▶ Exercise
Please copy out every line in the entries that includes the word "green".

▶ Referring expression data
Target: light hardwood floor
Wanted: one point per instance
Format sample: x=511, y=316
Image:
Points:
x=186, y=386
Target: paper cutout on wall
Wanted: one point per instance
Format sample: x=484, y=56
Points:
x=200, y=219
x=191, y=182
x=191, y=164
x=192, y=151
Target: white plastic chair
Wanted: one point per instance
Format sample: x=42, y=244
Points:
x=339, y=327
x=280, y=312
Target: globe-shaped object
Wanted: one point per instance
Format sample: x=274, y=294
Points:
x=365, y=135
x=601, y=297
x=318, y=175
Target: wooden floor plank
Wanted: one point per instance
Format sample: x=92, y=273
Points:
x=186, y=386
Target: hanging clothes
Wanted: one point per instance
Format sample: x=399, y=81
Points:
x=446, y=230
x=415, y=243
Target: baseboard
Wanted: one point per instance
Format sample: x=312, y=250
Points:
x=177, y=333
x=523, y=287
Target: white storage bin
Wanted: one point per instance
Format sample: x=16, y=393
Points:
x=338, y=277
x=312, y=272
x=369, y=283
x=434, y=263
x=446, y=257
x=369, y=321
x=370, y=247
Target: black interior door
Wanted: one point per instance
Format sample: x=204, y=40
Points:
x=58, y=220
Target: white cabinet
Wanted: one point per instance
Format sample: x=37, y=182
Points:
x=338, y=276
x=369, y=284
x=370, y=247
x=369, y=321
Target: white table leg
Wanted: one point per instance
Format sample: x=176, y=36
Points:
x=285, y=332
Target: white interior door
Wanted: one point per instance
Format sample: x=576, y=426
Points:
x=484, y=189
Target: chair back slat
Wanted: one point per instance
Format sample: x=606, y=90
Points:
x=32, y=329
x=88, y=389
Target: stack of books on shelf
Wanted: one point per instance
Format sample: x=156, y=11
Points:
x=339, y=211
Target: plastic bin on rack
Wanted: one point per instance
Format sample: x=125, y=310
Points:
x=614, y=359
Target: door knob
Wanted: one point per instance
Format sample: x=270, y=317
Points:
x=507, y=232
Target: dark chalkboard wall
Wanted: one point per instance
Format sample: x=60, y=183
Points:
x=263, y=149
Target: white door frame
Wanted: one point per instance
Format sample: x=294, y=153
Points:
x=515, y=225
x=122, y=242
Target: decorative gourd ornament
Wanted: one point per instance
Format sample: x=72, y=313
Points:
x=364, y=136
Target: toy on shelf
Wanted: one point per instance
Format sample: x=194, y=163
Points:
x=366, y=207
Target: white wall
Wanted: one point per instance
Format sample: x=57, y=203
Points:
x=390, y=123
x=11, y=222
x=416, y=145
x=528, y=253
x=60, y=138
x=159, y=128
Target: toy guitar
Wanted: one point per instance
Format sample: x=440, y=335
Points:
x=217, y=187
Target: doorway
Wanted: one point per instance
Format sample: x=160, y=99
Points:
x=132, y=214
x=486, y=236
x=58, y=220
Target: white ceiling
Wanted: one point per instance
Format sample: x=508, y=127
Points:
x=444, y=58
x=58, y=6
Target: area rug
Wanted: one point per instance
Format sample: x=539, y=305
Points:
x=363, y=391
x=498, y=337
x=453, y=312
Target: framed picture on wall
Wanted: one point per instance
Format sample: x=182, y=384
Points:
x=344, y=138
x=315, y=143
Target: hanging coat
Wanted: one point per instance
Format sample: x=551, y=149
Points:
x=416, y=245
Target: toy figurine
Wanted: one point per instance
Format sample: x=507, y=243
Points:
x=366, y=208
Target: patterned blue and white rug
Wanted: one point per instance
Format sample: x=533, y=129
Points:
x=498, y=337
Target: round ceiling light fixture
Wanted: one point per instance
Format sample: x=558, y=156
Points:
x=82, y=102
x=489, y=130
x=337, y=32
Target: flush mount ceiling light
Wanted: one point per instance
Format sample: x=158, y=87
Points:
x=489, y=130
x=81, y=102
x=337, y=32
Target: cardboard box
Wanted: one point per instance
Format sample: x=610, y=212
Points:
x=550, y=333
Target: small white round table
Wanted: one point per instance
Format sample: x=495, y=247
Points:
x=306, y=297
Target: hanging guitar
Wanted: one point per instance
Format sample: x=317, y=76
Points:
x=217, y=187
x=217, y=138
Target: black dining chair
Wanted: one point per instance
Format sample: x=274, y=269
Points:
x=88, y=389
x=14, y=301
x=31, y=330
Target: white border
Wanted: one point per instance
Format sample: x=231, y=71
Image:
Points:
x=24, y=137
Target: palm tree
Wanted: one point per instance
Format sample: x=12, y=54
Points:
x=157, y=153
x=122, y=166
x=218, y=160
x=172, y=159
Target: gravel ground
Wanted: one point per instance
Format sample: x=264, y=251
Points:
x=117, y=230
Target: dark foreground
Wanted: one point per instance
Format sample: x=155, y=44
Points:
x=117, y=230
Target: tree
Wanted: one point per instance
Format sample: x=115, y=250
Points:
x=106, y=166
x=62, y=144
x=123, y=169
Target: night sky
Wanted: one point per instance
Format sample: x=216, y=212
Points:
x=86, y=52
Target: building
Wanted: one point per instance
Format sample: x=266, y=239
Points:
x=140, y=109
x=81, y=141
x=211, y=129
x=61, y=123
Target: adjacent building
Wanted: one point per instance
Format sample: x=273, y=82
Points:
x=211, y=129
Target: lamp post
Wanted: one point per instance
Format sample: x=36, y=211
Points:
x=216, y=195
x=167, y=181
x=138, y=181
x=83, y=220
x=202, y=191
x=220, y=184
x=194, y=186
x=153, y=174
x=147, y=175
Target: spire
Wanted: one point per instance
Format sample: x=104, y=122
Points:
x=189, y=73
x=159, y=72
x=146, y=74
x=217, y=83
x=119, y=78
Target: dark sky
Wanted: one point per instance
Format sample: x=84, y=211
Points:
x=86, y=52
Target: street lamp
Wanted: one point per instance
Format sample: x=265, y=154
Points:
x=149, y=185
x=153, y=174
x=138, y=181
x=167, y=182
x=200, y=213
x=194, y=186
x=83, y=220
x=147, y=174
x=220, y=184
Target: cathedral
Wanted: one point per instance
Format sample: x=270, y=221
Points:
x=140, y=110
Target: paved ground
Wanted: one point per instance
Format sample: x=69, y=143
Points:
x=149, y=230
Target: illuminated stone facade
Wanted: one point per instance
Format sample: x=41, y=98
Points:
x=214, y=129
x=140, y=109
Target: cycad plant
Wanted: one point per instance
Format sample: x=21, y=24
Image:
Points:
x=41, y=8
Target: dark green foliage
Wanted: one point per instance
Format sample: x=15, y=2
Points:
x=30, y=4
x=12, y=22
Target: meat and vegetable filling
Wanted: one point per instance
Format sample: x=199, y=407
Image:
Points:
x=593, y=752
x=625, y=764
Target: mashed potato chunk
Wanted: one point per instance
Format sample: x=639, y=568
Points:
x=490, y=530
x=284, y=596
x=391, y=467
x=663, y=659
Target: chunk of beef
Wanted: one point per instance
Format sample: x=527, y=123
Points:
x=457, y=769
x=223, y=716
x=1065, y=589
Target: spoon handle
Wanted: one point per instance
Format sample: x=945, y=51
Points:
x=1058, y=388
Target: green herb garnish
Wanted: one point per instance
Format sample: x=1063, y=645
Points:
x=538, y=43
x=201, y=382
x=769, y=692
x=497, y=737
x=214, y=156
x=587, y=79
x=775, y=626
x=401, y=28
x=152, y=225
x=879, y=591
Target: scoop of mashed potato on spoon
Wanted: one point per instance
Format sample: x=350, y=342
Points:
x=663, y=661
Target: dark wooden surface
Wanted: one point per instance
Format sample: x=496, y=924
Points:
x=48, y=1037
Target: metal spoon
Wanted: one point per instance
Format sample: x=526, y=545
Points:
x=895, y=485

▶ Response area
Target: dark green foliage
Target: green herb garnish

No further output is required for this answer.